• WHAT YOU HAVE TO DO
Each entry that follows must be output without any deviation.

• DATA IN THIS EXERCISE

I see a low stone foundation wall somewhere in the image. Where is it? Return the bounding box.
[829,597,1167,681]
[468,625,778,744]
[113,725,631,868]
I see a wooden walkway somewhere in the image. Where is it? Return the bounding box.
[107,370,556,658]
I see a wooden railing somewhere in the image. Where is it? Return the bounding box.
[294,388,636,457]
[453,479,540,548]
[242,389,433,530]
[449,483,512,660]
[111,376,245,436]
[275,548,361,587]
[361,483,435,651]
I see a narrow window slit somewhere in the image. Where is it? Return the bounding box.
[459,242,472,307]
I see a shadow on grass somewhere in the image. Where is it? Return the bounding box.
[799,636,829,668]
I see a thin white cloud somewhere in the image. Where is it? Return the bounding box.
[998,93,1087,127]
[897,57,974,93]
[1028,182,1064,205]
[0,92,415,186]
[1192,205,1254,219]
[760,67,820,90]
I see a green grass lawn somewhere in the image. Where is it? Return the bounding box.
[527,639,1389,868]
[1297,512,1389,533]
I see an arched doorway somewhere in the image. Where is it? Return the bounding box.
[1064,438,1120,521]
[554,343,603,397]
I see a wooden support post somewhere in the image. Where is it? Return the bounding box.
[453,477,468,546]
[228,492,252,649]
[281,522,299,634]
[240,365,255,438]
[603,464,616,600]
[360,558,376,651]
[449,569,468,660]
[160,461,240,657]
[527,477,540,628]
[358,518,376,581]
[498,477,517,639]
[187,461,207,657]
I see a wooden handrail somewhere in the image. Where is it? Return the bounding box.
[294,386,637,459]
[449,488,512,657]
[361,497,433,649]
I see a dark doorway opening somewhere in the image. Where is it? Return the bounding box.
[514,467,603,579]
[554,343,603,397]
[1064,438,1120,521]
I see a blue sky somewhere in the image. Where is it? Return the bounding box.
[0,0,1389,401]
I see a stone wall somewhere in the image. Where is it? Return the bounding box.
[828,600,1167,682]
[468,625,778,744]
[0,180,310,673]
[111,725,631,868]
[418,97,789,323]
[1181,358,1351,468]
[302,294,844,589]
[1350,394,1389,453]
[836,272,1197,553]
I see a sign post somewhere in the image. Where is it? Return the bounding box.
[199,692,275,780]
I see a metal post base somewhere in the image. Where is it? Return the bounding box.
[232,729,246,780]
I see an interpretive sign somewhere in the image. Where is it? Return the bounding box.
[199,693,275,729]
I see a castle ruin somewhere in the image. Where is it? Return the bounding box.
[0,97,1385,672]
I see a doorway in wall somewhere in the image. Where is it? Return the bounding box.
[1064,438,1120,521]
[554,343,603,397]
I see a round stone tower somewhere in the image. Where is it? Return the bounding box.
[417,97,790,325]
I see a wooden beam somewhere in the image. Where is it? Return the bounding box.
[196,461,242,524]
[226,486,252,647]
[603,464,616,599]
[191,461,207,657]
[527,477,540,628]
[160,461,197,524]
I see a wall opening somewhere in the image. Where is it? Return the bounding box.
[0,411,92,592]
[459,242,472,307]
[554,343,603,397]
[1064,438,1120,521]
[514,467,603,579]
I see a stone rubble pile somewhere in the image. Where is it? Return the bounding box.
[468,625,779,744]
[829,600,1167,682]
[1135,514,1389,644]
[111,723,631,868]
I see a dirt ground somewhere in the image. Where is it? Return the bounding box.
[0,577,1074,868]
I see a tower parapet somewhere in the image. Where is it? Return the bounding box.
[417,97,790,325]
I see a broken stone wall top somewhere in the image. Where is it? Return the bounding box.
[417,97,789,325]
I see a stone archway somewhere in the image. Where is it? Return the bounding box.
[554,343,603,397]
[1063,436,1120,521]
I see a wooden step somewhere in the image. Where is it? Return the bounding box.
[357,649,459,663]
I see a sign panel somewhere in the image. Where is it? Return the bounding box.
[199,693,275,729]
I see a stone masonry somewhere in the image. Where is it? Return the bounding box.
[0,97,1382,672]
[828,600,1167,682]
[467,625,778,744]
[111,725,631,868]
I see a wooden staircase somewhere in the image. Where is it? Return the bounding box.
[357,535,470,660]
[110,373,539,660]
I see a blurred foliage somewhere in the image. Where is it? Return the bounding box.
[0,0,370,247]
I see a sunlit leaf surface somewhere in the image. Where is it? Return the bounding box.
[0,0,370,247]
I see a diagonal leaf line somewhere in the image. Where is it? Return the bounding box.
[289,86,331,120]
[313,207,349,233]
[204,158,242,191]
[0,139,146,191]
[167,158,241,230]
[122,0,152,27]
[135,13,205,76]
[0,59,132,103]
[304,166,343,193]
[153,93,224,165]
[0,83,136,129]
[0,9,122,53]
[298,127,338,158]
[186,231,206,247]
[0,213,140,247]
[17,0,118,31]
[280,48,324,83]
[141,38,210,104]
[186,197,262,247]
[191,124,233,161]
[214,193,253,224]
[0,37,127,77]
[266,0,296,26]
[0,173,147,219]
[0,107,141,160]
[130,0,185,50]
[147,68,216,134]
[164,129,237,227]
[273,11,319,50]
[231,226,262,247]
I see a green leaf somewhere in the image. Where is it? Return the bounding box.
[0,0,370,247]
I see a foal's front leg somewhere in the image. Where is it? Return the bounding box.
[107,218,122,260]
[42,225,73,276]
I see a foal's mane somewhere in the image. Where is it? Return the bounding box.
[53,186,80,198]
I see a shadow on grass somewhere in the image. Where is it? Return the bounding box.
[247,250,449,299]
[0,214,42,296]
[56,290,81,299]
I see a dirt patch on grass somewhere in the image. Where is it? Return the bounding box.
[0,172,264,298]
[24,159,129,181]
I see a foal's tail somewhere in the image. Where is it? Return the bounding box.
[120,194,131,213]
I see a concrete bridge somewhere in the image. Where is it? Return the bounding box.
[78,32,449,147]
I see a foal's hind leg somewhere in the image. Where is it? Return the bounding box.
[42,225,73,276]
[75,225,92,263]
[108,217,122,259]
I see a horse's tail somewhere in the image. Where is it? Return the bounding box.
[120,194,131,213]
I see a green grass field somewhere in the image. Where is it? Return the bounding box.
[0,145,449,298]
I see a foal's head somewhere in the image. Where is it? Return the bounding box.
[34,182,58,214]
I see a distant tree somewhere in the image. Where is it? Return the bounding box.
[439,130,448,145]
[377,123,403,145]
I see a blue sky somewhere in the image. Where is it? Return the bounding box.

• ANSWER FOR THIS EXERCISE
I see a low stone foundation wall somewhere in the image. Where is it? Return the bounding box.
[829,597,1167,681]
[468,625,778,744]
[113,725,631,868]
I see a wooden walkway somewhere in the image. Where is it? Return the bounding box.
[107,370,556,658]
I see a wooden railing somewhere in the image. Where is it? Return the bounding box.
[294,388,636,457]
[453,479,540,548]
[242,389,433,530]
[449,483,512,660]
[111,376,245,436]
[275,548,361,587]
[361,483,435,651]
I see a narrow window slit somewhere in the image. Where is it? Return the bounding box.
[459,242,472,307]
I see a shadow on grass somewhere in the image. Where is it? Return the bounding box.
[799,636,829,668]
I see a thin white cloud somewhere in the image. Where is it? Return the bounding box.
[998,93,1087,127]
[897,57,974,93]
[1028,182,1064,205]
[0,92,415,186]
[1192,205,1254,219]
[760,67,820,90]
I see a green grass lawn somewhere in the image. Where is it? Return the bounding box.
[527,639,1389,868]
[1297,512,1389,533]
I see an arched doorway somewhere in the image. Where is it? Return the bounding box.
[1064,438,1120,521]
[554,343,603,397]
I see a wooden support post somewhere in the image. Where is it? Return the bounding box.
[453,477,468,546]
[228,492,252,649]
[281,522,299,634]
[240,365,255,438]
[603,464,616,600]
[360,558,376,651]
[449,569,468,660]
[160,461,240,657]
[527,477,540,628]
[358,518,376,581]
[498,477,517,639]
[187,461,207,657]
I see a wooden handrail somewhere in the image. Where is it? Return the bounding box.
[294,386,637,459]
[449,488,512,657]
[361,497,433,649]
I see a dark doorway opening somewhere in the image. Where is it? Return the bounding box.
[514,467,603,579]
[554,343,603,397]
[1064,438,1120,521]
I see a blue sky somewhere in the image. Where is it? Return the bounding box.
[0,0,1389,401]
I see a stone wall somewhere in the image. Where is it? Return the bounding box.
[828,600,1167,682]
[468,625,778,744]
[0,180,310,673]
[111,725,631,868]
[418,97,789,323]
[1181,358,1351,468]
[302,294,844,589]
[1350,394,1389,453]
[836,272,1197,553]
I see a sign post somewhere in the image. Where is it? Return the bounding box.
[199,692,275,780]
I see a metal post base somewhere in the image. Where is it? Return the bounding box.
[232,729,246,780]
I see an interpretive sign somewhere in the image. Where is it? Return the bounding box.
[199,693,275,729]
I see a castle ruin somewhere in the image. Where is it? Return the bounding box.
[0,97,1385,672]
I see a doorway in wall somewhere in the image. Where is it? Return the bounding box.
[1064,438,1120,521]
[554,343,603,397]
I see a round stone tower somewhere in the image. Where is it? Return the bounding box.
[417,97,790,325]
I see a wooden beam somewhere in the image. Where is it? Return the bounding box.
[196,461,242,524]
[226,486,252,647]
[603,464,616,599]
[191,461,207,657]
[527,477,540,628]
[160,461,197,524]
I see a wall opening somewhere in the image. Where is it? Return the bounding box.
[0,411,92,592]
[459,242,472,307]
[554,343,603,397]
[1064,438,1120,521]
[514,467,603,579]
I see a stone rubble pile somewhere in the image. Where is it? Return the bounding box.
[468,625,779,744]
[829,600,1167,682]
[1135,514,1389,644]
[111,723,631,868]
I see a dirt ground somewhere in the image. Where is it? Return the bounding box.
[0,577,1074,868]
I see a tower parapet somewhere in the image. Where is it? Return the bounding box.
[417,97,790,325]
I see a broken stone wall top somewhere in the image. Where is it? Return the bounding box.
[417,97,789,325]
I see a stone archway somewhere in the image. Where is it? Return the bounding box.
[554,343,603,397]
[1063,436,1120,521]
I see a wooden step somewhere in the image. Where is it? Return the bounding box.
[357,649,459,663]
I see a sign panel somewhere in the image. Where is it? Return the bounding box.
[199,693,275,729]
I see a stone masonry somewhere in the image. Where is it? Return the bounding box.
[0,97,1382,672]
[828,600,1167,682]
[467,625,778,744]
[111,725,631,868]
I see a wooden staircase somewhere in the image. Where is it? Return the bounding box.
[357,535,470,660]
[110,373,539,660]
I see a blurred foliage somewhere in the image. Where is it? Return the bounding box.
[0,0,370,247]
I see a sunlit leaf surface somewhere in the image. Where is it? Return the bounding box.
[0,0,370,247]
I see a diagonal leaf line somewhere in the image. Where is it? Return the bounding box.
[289,86,331,120]
[313,207,349,233]
[204,158,242,191]
[0,139,146,191]
[167,158,241,230]
[122,0,152,27]
[135,13,205,76]
[0,59,132,103]
[304,166,343,193]
[153,93,224,165]
[0,83,136,129]
[0,9,122,53]
[298,127,338,158]
[186,231,206,247]
[0,213,140,247]
[17,0,118,31]
[280,48,324,83]
[141,38,210,104]
[186,197,262,247]
[191,124,233,161]
[214,193,253,224]
[0,37,127,77]
[266,0,296,26]
[0,173,147,219]
[0,107,141,160]
[130,0,185,50]
[147,68,216,134]
[164,129,237,227]
[273,11,319,50]
[231,226,262,247]
I see a green leaf somewhere in the image. Where is it? Return the bounding box.
[0,0,370,247]
I see a foal's front leg somewhere in the image. Where is it? Return the bounding box.
[107,218,122,260]
[42,225,73,276]
I see a foal's mane somewhere in the image. Where is it? Return the bounding box.
[53,186,80,198]
I see a shadow on grass somewhere in the image. Where is it? Return the bounding box.
[247,250,449,299]
[0,214,42,296]
[56,290,81,299]
I see a dirt patch on grass somewhere in the image. Where is it? Return the bounding box.
[0,172,264,298]
[24,159,129,181]
I see a foal's tail somewhere in the image. Where is it? Return the bounding box.
[120,194,131,213]
I see a concrete bridge somewhere in the image. Where is it? Return the bounding box.
[78,32,449,147]
I see a foal's hind leg somewhere in the image. Where is it? Return the bounding box.
[42,225,73,276]
[75,225,92,263]
[108,217,122,259]
I see a horse's tail somewhere in the image. Where is it? Return the bounding box.
[120,194,131,213]
I see a green grass field somewhere in the image. Where is it? Return the bounding box.
[0,145,449,298]
I see a foal's head somewhere in the image. Where is it? Return the bounding box.
[34,182,58,214]
I see a distant tree somewhere in the image. Where is it? Return the bounding box.
[439,130,448,145]
[377,123,403,145]
I see a blue sky somewhere in the image. Where is it? Return the bounding box.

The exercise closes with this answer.